▸ **What the task asks**:
Scan the data below. Pull out each line where "figurehead" occurs.

▸ **Information given**:
%%

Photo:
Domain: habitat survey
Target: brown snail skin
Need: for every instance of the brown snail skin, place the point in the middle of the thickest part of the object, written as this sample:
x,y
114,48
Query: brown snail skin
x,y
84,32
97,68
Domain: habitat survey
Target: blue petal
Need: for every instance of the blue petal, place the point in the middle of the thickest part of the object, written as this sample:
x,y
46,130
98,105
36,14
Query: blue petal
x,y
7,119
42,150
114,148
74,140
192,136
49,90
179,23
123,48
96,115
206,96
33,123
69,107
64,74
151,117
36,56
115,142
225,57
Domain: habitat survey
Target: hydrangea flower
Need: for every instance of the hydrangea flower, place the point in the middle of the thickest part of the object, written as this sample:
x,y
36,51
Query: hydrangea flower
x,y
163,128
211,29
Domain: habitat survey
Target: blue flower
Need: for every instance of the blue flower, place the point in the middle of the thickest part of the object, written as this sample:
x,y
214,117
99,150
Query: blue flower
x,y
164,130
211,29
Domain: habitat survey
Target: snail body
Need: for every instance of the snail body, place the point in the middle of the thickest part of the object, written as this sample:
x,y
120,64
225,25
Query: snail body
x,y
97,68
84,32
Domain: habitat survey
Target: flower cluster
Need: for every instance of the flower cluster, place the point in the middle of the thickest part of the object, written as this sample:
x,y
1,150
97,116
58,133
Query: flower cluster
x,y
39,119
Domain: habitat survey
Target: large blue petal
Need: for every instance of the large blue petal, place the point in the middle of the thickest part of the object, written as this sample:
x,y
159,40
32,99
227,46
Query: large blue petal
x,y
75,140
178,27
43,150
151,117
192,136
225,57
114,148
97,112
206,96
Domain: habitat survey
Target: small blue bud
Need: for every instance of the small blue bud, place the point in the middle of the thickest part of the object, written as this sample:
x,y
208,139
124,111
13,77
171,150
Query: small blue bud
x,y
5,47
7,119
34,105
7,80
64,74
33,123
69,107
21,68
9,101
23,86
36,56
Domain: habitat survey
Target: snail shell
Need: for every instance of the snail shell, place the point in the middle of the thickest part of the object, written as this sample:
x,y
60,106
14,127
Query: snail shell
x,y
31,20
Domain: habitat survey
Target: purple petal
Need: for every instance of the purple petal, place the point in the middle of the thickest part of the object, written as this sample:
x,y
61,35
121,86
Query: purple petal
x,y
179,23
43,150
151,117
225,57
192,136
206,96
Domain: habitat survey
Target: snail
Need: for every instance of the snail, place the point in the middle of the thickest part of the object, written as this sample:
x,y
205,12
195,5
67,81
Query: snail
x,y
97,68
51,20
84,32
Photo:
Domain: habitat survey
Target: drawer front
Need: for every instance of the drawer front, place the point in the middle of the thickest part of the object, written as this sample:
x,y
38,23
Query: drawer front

%%
%%

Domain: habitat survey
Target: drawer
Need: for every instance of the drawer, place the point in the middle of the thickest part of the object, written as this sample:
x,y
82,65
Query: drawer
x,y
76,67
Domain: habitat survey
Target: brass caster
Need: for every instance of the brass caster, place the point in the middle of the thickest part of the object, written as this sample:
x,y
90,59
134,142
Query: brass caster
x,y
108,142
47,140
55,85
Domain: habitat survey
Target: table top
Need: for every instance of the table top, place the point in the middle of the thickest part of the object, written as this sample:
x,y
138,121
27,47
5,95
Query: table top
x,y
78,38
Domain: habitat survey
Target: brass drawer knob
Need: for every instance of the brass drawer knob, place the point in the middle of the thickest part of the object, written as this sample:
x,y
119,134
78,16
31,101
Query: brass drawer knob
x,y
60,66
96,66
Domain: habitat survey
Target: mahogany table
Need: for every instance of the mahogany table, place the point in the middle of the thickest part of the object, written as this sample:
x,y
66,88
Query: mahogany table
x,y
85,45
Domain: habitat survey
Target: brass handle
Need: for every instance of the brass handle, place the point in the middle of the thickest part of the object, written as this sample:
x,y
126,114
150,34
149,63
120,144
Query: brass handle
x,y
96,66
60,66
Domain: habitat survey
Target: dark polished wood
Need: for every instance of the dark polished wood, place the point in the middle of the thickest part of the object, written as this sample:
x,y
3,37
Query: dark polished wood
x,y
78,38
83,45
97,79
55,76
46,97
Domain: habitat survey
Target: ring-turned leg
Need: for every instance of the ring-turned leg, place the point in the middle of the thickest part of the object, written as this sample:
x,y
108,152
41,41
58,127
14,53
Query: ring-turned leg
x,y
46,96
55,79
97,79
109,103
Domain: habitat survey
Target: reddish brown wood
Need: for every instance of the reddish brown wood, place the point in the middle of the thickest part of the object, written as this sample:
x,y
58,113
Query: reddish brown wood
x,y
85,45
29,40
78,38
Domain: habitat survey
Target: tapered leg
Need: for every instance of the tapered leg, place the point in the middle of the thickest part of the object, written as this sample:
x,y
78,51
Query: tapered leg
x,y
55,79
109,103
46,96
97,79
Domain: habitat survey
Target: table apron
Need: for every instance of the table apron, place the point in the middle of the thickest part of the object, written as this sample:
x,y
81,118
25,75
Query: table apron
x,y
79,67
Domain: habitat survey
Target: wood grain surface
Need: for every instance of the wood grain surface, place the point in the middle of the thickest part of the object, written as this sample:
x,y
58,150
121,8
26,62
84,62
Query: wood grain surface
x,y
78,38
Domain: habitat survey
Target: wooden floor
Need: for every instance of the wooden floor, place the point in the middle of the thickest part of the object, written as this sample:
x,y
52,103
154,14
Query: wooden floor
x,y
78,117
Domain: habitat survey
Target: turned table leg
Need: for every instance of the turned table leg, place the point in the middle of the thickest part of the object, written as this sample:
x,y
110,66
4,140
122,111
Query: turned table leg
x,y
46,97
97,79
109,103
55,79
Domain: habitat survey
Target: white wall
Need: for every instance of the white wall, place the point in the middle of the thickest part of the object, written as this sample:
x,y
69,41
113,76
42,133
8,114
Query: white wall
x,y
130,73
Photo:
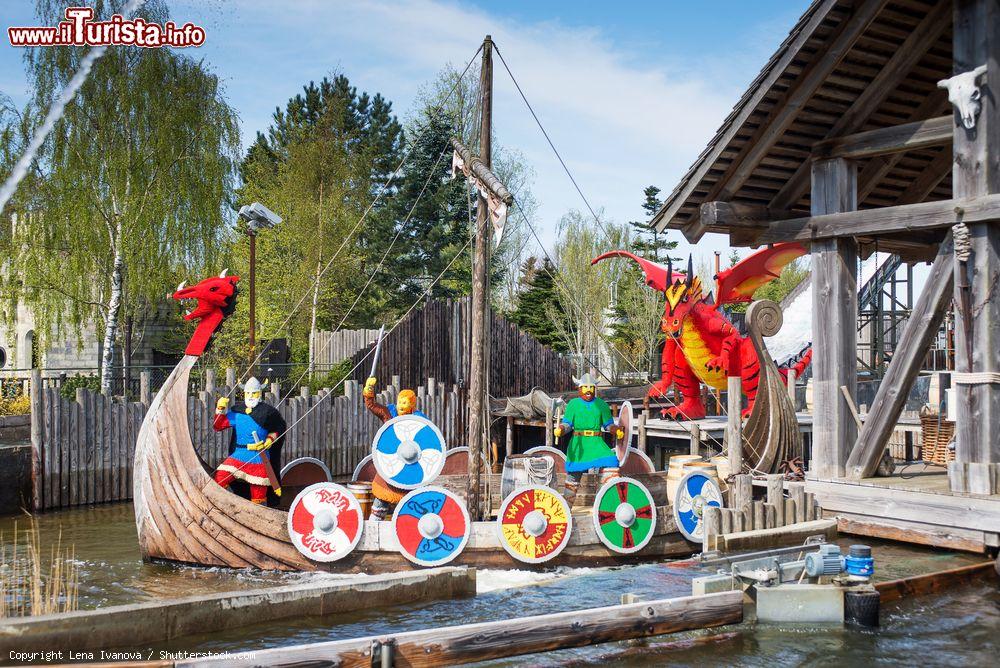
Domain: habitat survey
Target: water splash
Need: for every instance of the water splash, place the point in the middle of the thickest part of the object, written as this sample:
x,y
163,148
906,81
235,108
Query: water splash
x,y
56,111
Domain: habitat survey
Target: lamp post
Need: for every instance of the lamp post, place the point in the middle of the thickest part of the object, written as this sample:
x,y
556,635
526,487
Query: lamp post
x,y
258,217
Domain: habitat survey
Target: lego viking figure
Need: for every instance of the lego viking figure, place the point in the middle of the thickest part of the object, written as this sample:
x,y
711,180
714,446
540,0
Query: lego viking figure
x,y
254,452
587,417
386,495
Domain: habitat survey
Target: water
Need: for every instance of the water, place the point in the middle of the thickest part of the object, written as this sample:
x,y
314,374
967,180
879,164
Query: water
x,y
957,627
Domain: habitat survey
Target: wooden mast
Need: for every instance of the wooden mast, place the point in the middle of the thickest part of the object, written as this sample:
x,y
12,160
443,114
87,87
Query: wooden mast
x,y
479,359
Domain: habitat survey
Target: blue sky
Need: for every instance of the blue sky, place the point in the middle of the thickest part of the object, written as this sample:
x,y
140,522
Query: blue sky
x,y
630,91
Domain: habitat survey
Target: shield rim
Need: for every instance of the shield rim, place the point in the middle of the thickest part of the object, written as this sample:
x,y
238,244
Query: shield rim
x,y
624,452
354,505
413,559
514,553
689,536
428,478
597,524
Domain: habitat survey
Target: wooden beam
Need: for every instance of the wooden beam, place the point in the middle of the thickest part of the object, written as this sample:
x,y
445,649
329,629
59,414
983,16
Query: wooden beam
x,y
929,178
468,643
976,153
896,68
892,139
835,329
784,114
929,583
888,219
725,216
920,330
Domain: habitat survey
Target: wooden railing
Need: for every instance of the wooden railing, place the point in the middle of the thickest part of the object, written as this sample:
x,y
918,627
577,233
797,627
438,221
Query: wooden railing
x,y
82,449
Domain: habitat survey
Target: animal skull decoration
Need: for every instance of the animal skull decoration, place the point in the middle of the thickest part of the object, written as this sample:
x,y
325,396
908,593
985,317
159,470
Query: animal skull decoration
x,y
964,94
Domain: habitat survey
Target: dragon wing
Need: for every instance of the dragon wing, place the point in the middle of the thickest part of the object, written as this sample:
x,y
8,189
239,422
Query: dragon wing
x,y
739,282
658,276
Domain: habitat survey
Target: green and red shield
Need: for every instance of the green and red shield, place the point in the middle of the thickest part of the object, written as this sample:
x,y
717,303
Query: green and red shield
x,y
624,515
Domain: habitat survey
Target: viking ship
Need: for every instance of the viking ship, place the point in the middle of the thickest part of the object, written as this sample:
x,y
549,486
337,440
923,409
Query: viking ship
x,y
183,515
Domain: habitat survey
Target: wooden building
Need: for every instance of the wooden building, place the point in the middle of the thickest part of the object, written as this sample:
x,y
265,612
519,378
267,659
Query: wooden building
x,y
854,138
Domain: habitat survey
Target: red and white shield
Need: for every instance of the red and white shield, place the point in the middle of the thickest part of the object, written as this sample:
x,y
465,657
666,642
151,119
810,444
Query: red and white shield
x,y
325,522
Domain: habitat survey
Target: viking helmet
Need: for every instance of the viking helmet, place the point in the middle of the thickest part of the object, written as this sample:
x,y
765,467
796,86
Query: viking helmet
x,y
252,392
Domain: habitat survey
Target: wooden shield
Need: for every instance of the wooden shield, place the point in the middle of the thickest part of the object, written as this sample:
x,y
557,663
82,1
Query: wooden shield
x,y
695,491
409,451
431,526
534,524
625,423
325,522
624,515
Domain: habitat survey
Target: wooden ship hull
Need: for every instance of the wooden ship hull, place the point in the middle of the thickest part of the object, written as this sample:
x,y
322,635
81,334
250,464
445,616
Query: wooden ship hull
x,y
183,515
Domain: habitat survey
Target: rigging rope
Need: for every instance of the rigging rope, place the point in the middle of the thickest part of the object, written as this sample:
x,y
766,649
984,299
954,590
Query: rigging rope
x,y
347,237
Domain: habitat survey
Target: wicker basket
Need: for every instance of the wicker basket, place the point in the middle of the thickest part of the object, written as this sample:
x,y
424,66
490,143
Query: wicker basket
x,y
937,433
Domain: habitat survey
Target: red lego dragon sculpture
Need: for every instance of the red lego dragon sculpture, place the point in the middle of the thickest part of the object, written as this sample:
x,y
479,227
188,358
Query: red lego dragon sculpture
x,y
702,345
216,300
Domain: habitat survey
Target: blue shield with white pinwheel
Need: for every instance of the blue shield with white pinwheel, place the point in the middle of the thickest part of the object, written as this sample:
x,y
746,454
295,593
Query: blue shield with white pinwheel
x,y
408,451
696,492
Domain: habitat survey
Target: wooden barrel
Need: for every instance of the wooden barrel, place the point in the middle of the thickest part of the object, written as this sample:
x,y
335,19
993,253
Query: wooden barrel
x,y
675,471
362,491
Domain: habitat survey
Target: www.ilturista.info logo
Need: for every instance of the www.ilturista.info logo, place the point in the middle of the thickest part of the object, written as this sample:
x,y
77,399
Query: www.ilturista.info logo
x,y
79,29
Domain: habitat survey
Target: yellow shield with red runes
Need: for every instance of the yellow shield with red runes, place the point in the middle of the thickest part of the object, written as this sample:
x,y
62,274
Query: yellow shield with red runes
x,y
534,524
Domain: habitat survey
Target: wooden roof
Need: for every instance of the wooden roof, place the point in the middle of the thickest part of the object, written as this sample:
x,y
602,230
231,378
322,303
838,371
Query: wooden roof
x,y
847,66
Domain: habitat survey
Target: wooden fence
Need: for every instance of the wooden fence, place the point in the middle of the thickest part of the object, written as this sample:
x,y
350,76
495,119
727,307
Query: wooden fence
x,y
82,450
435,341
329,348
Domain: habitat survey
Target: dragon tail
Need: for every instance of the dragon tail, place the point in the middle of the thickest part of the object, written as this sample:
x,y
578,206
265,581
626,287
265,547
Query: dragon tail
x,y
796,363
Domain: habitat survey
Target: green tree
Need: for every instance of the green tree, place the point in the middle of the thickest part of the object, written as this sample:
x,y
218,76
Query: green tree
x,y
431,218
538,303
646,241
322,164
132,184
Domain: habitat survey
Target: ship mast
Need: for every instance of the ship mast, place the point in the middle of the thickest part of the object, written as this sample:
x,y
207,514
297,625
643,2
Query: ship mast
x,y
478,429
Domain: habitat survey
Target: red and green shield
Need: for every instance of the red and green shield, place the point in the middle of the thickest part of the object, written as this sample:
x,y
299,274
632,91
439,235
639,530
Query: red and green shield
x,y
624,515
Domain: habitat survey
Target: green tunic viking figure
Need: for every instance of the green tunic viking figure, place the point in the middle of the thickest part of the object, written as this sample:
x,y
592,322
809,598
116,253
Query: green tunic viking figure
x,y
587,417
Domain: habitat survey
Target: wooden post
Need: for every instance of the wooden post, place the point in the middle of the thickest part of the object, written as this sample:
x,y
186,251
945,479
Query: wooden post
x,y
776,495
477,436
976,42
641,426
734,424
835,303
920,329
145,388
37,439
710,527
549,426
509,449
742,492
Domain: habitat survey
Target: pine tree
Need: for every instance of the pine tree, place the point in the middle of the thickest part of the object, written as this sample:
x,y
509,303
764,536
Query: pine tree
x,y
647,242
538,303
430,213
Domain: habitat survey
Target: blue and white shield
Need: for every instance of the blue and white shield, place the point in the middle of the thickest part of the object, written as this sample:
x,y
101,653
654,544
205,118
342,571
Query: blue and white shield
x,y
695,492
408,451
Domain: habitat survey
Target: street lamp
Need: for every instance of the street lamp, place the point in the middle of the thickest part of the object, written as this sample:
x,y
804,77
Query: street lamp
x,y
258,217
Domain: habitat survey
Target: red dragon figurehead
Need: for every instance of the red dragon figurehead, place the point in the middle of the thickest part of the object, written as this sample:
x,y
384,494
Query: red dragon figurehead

%%

▸ **Task result**:
Target: red dragon figurehead
Need: for every instance of the red dragon figurehead, place the point in the middle of the thickest part of the object, written as this sample:
Query: red dragon figurehead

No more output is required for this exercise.